*** Opening Records shown ***
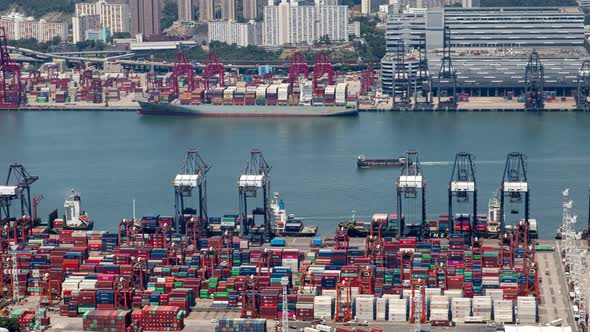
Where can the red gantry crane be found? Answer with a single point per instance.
(322, 67)
(213, 67)
(12, 93)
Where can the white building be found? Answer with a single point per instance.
(112, 16)
(241, 34)
(206, 10)
(17, 26)
(185, 10)
(83, 23)
(228, 9)
(289, 23)
(366, 7)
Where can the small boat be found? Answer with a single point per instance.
(287, 224)
(363, 162)
(75, 218)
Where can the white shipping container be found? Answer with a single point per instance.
(460, 309)
(365, 307)
(482, 307)
(503, 312)
(322, 307)
(398, 310)
(381, 309)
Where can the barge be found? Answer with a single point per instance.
(363, 162)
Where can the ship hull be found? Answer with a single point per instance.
(209, 110)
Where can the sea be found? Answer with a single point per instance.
(116, 158)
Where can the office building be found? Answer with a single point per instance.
(145, 16)
(289, 23)
(185, 10)
(228, 9)
(366, 7)
(83, 23)
(249, 9)
(231, 32)
(114, 16)
(17, 26)
(206, 10)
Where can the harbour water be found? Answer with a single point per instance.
(113, 158)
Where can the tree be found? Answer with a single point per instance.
(527, 3)
(169, 15)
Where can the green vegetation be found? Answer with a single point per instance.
(224, 53)
(34, 45)
(38, 8)
(527, 3)
(372, 43)
(169, 15)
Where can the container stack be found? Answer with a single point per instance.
(398, 310)
(241, 325)
(161, 318)
(381, 309)
(323, 307)
(527, 311)
(503, 311)
(439, 308)
(106, 320)
(482, 307)
(460, 309)
(365, 307)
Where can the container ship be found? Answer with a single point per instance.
(272, 100)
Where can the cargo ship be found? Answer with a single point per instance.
(74, 218)
(287, 225)
(363, 162)
(274, 100)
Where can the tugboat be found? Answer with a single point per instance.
(74, 218)
(287, 225)
(363, 162)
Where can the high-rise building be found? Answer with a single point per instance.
(366, 7)
(294, 24)
(114, 16)
(228, 9)
(231, 32)
(145, 16)
(185, 10)
(17, 26)
(249, 9)
(83, 23)
(206, 10)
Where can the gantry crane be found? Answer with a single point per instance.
(515, 188)
(534, 84)
(182, 69)
(447, 75)
(401, 79)
(193, 175)
(297, 68)
(12, 93)
(409, 185)
(583, 87)
(256, 177)
(463, 190)
(17, 187)
(250, 298)
(343, 310)
(422, 80)
(322, 67)
(213, 67)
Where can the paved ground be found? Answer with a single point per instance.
(554, 295)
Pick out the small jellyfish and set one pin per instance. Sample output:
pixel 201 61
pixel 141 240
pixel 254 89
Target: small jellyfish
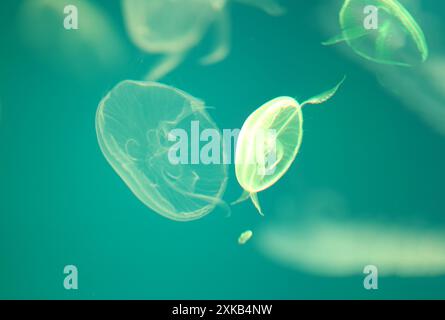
pixel 391 36
pixel 173 27
pixel 244 237
pixel 268 143
pixel 134 124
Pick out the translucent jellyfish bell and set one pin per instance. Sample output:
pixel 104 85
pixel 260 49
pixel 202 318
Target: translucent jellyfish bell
pixel 268 143
pixel 395 38
pixel 173 27
pixel 133 123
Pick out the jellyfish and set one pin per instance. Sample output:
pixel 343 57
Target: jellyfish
pixel 244 237
pixel 173 27
pixel 327 247
pixel 135 123
pixel 268 143
pixel 95 46
pixel 395 38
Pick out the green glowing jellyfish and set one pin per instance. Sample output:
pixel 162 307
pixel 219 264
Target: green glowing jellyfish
pixel 269 141
pixel 172 28
pixel 382 31
pixel 244 237
pixel 135 123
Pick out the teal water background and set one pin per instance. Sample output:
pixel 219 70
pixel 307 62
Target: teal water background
pixel 61 203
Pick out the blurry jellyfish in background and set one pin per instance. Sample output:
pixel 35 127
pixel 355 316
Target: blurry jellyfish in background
pixel 321 237
pixel 133 123
pixel 244 237
pixel 268 143
pixel 330 248
pixel 173 27
pixel 419 88
pixel 395 39
pixel 91 49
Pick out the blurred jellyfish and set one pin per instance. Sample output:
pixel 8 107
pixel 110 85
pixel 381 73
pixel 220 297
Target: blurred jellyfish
pixel 422 90
pixel 329 248
pixel 269 141
pixel 173 27
pixel 395 39
pixel 94 45
pixel 133 123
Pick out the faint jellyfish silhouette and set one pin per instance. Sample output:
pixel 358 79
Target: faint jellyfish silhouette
pixel 134 123
pixel 261 161
pixel 397 39
pixel 244 237
pixel 174 27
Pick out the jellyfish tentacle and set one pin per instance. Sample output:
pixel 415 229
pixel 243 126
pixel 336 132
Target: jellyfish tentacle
pixel 325 96
pixel 244 196
pixel 222 46
pixel 271 7
pixel 165 66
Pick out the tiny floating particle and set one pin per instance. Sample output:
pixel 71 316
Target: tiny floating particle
pixel 397 39
pixel 244 237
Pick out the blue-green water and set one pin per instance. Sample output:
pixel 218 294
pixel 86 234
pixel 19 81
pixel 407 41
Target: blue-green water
pixel 61 203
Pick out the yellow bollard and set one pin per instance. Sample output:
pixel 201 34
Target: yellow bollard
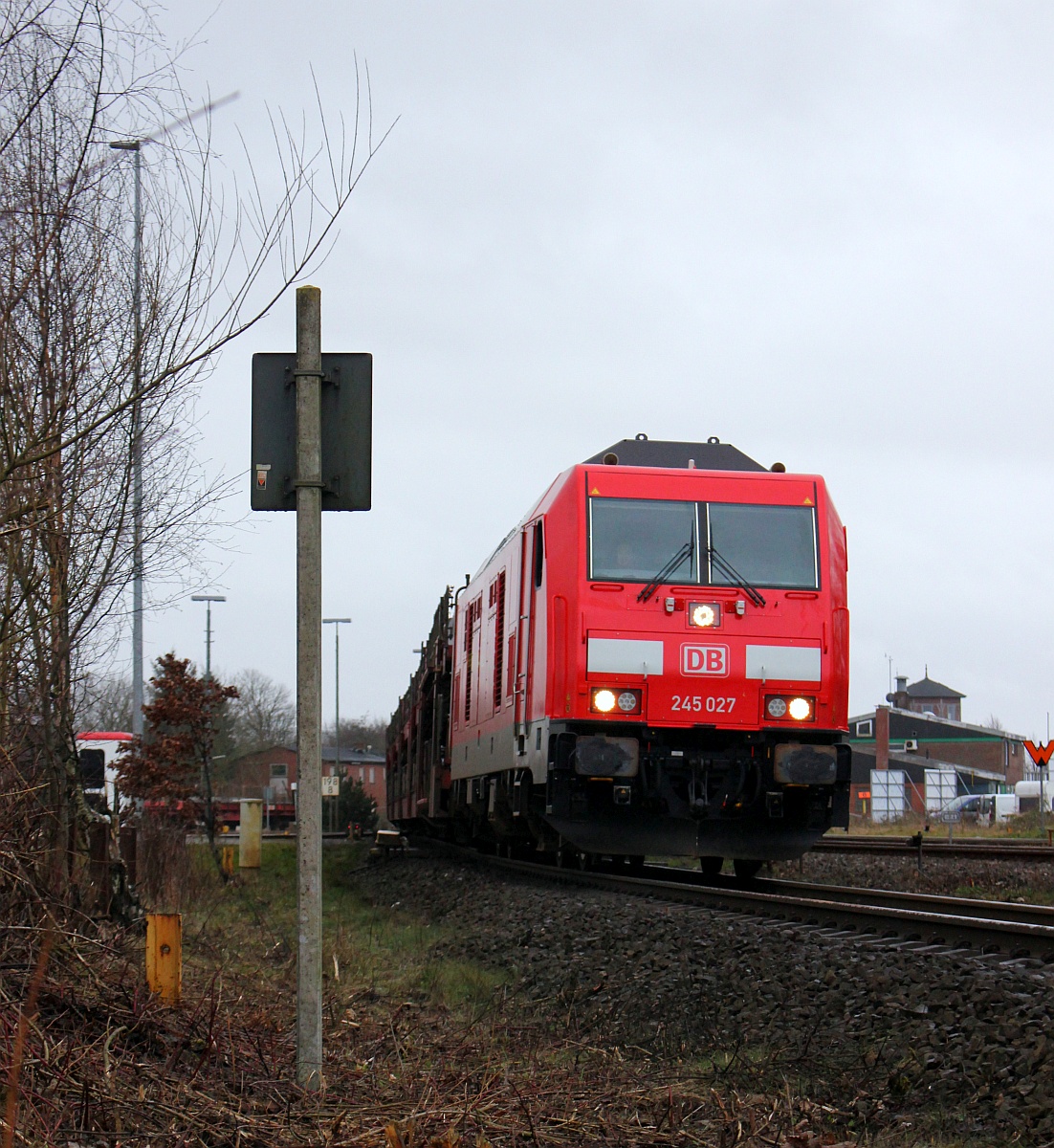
pixel 165 956
pixel 250 833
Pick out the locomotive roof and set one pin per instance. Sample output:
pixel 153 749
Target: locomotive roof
pixel 712 454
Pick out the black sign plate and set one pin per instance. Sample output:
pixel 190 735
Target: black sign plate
pixel 347 428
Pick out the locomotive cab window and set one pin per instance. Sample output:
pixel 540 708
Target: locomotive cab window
pixel 630 540
pixel 767 545
pixel 633 540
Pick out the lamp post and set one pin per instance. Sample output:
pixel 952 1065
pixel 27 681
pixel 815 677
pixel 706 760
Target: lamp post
pixel 337 623
pixel 208 600
pixel 136 147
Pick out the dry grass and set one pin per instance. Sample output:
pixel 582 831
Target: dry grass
pixel 419 1050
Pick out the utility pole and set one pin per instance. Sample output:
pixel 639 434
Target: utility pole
pixel 309 488
pixel 136 147
pixel 1043 798
pixel 337 623
pixel 208 600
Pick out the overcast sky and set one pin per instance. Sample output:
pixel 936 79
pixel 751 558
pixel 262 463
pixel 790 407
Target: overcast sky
pixel 819 231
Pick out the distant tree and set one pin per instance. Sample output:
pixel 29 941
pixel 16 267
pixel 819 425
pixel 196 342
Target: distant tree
pixel 172 762
pixel 360 734
pixel 262 716
pixel 355 806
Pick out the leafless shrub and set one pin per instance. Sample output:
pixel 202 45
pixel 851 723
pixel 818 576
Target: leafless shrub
pixel 80 388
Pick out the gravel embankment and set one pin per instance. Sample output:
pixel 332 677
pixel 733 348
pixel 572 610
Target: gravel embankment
pixel 888 1036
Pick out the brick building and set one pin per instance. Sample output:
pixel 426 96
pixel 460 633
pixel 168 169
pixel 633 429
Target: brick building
pixel 275 769
pixel 927 697
pixel 362 766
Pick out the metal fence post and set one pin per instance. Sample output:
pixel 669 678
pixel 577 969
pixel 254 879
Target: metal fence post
pixel 309 1053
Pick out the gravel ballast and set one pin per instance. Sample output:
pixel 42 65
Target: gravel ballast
pixel 933 1040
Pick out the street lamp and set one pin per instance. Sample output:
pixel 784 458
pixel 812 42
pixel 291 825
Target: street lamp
pixel 136 148
pixel 208 600
pixel 337 623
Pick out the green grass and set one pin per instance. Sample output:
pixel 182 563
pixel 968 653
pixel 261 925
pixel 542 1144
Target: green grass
pixel 252 923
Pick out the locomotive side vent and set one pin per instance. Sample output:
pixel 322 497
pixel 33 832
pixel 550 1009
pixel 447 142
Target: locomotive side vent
*** Closing Records shown ***
» **Your objective**: All that should be printed is the run of lines above from the one with "Target: yellow bollard" through the one with "pixel 639 434", both included, exactly as given, with pictures left out.

» **Exercise response**:
Target: yellow bollard
pixel 165 956
pixel 250 833
Pick out the locomotive roof and set one pin per instance. Sample output:
pixel 153 749
Target: locomotive roof
pixel 712 454
Pick out the black sign plate and set one pin per instance. Sample output:
pixel 190 735
Target: black sign plate
pixel 347 428
Pick out the locomotive cab window and set one pin per instance. Sample output:
pixel 540 708
Target: locomotive cab window
pixel 630 540
pixel 767 545
pixel 633 540
Pick out the lamp post and set one pin per instance. Sample output:
pixel 952 1065
pixel 27 681
pixel 815 677
pixel 706 760
Target: lamp post
pixel 337 623
pixel 208 600
pixel 136 147
Pick out the dry grass and set one pin per instance. Sample output:
pixel 582 831
Target: dry grass
pixel 419 1050
Pick out the utility pole and set one pin per instance. Sample output:
pixel 639 434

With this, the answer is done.